*Exercise brief*: From the first line to the last, set down the data exactly as given.

(Extracted records)
----

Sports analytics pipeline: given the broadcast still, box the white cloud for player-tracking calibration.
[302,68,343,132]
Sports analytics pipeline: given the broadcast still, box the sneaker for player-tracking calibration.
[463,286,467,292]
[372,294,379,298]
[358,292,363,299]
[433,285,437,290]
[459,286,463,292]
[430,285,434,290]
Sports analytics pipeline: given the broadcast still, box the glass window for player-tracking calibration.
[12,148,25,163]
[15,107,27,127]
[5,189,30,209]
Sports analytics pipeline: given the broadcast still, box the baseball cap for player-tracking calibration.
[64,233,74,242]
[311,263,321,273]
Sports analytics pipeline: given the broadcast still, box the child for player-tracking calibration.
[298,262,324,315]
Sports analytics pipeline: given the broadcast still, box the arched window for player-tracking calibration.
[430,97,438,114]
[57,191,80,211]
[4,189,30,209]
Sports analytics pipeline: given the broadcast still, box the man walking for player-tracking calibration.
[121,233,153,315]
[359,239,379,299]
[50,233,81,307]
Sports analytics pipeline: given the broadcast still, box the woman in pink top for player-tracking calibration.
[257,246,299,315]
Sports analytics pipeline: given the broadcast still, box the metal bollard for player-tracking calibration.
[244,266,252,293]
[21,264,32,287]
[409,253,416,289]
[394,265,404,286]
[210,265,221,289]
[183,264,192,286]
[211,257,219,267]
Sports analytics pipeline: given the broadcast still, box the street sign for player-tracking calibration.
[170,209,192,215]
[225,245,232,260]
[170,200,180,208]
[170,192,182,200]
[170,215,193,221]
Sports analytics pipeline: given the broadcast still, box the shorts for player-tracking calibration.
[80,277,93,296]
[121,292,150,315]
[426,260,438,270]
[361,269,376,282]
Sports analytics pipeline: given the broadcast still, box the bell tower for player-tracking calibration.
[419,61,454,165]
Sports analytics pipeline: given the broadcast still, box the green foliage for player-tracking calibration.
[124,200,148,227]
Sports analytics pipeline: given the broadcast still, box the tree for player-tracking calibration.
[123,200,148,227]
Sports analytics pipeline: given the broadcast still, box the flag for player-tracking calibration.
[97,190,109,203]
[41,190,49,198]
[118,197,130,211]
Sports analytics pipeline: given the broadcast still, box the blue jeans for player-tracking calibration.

----

*Your solution*:
Sports analytics pipeline: given the broadcast still, box the white cloud for player-tracking calibration.
[302,68,343,132]
Sports analytics pipeline: given the broadcast still, box the sneaker for player-tracking calibration.
[463,286,467,292]
[372,294,379,298]
[358,292,363,299]
[433,285,437,290]
[459,286,463,292]
[430,285,434,290]
Sports analytics pipeline: given the broadcast still, box the glass window for player-tracking calibration.
[12,148,25,163]
[15,107,27,127]
[5,189,30,209]
Sports analytics pipeline: given the broadcast still, box the baseball cap for player-tracking calibration.
[64,233,74,242]
[311,263,321,273]
Sports analytics pipeline: given the broadcast still, box the child for player-tracking calibration.
[298,262,324,315]
Sports analytics pipeline: given the broadcast still, box the arched window for player-tracking calibration.
[430,97,438,114]
[57,191,80,211]
[4,189,30,209]
Sports analytics pipeline: given the broadcast still, box the man walking for player-tracking calibration.
[121,233,153,315]
[359,239,379,299]
[50,233,81,307]
Sports analytics pipeline: given the broadcast still, box the woman in pink top for player-tracking calibration.
[257,246,299,315]
Sports analytics pipeline: given the broadcast still, box the metal bollard for player-tracking calibration.
[244,266,252,293]
[21,264,32,287]
[409,253,416,289]
[394,265,404,286]
[210,265,221,289]
[183,264,192,286]
[211,257,219,267]
Sports analytics pipeline: given the broadcast still, box the street sign for player-tracking calibration.
[170,209,192,215]
[225,245,232,260]
[170,200,180,208]
[170,192,182,200]
[170,215,193,221]
Sports analytics pipeline: given the broadcast still, box the shorts for player-tracking calibration.
[80,277,93,296]
[121,292,150,315]
[426,260,438,270]
[361,269,376,282]
Sports analytics pipeline: given the broadcast still, box the bell tower for player-tracking calibration.
[419,61,454,165]
Sports analytics pipeline: given the broadcast still, box the green foliage for player-tracking calibration.
[124,200,148,227]
Sports analytics pipeline: given the broadcast still, box the tree for player-tracking calibration.
[123,200,148,227]
Sports analytics pipeline: given the broadcast still, box the flag for player-tracking calibration.
[97,190,109,203]
[41,190,49,198]
[118,197,130,211]
Sports analytics pipeline: given the broadcast still, box the blue jeans for player-tracking calibration.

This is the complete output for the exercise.